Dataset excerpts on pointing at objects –
[start]
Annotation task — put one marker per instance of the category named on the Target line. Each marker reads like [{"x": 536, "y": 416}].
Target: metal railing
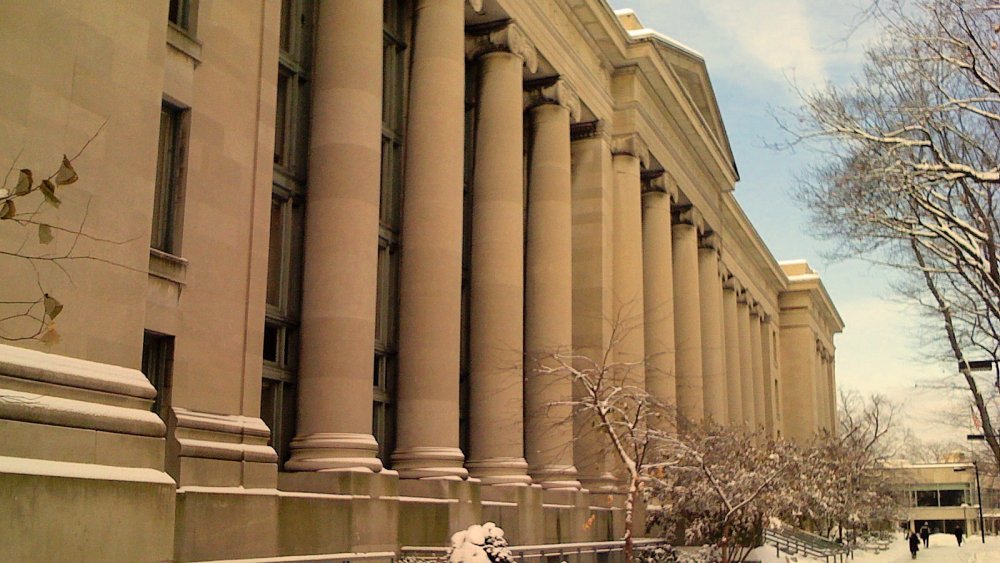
[
  {"x": 794, "y": 541},
  {"x": 388, "y": 556},
  {"x": 528, "y": 553}
]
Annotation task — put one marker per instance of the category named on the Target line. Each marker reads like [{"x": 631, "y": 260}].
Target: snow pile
[{"x": 480, "y": 544}]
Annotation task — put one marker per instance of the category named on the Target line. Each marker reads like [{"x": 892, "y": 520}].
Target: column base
[
  {"x": 428, "y": 462},
  {"x": 556, "y": 477},
  {"x": 500, "y": 471},
  {"x": 334, "y": 451}
]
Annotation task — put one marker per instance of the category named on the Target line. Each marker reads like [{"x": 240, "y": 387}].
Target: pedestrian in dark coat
[{"x": 914, "y": 545}]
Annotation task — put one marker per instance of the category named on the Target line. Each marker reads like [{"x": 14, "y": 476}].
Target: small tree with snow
[
  {"x": 633, "y": 424},
  {"x": 847, "y": 488},
  {"x": 723, "y": 486}
]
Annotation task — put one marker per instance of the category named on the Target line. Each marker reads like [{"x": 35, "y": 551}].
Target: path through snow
[{"x": 943, "y": 549}]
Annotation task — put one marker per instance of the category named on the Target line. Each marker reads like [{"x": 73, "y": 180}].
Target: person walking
[end]
Given request – Express every line of the material above as a JSON list of strings, one string per line. Skip blank lines and leave out the pictures.

Finished answer –
[
  "Annotation task — put one marker per instance of the category named on the Target line. Each marker reads like [{\"x\": 536, \"y\": 416}].",
  "Target: metal railing",
  "[",
  "  {\"x\": 794, \"y\": 541},",
  "  {\"x\": 388, \"y\": 556},",
  "  {\"x\": 528, \"y\": 553}",
  "]",
  "Annotation task — put one marker per instance of the category named on the Target line. Each marker reads like [{\"x\": 631, \"y\": 260}].",
  "Target: snow pile",
  "[{\"x\": 480, \"y\": 544}]",
  "Annotation task — put one marker per instance of the category named on the Target line. Each marker reads like [{\"x\": 892, \"y\": 520}].",
  "Target: column base",
  "[",
  "  {\"x\": 428, \"y\": 462},",
  "  {\"x\": 556, \"y\": 477},",
  "  {\"x\": 500, \"y\": 471},",
  "  {\"x\": 334, \"y\": 451}",
  "]",
  "Annotation task — put one marker per instance of the category named on the Target line. Each marker reads like [{\"x\": 240, \"y\": 387}].",
  "Target: pedestrian in dark coat",
  "[{\"x\": 914, \"y\": 545}]",
  "Annotation task — put one marker per instance of the category named on the Target line. Each marker reads like [{\"x\": 14, \"y\": 476}].",
  "Target: small tree with snow",
  "[",
  "  {\"x\": 633, \"y\": 424},",
  "  {\"x\": 847, \"y\": 488},",
  "  {\"x\": 723, \"y\": 486}",
  "]",
  "Annotation task — put one marker per instance of the category named on the Target line. Each marker reads like [{\"x\": 35, \"y\": 551}].",
  "Target: path through snow",
  "[{\"x\": 943, \"y\": 549}]",
  "Annotation task — put one marker per instance of the category named on the Target line. Each marker reads like [{\"x\": 73, \"y\": 180}].",
  "Target: person walking"
]